_OBJECTIVE_.
List every line in the material below that contains the word "label", copying each of those lines in full.

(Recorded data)
-.-.-
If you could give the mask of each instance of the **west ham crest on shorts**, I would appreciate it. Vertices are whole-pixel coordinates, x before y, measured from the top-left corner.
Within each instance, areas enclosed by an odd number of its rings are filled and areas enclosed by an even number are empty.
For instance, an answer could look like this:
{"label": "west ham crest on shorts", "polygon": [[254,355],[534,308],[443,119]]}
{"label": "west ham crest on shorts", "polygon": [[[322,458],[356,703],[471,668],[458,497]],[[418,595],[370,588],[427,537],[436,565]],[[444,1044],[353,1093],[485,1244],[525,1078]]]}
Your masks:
-.-.-
_FULL ANSWER_.
{"label": "west ham crest on shorts", "polygon": [[254,355],[534,308],[443,119]]}
{"label": "west ham crest on shorts", "polygon": [[[322,458],[356,703],[471,668],[458,497]],[[418,595],[370,588],[427,537],[436,565]],[[444,1044],[353,1093],[485,1244],[525,1078]]]}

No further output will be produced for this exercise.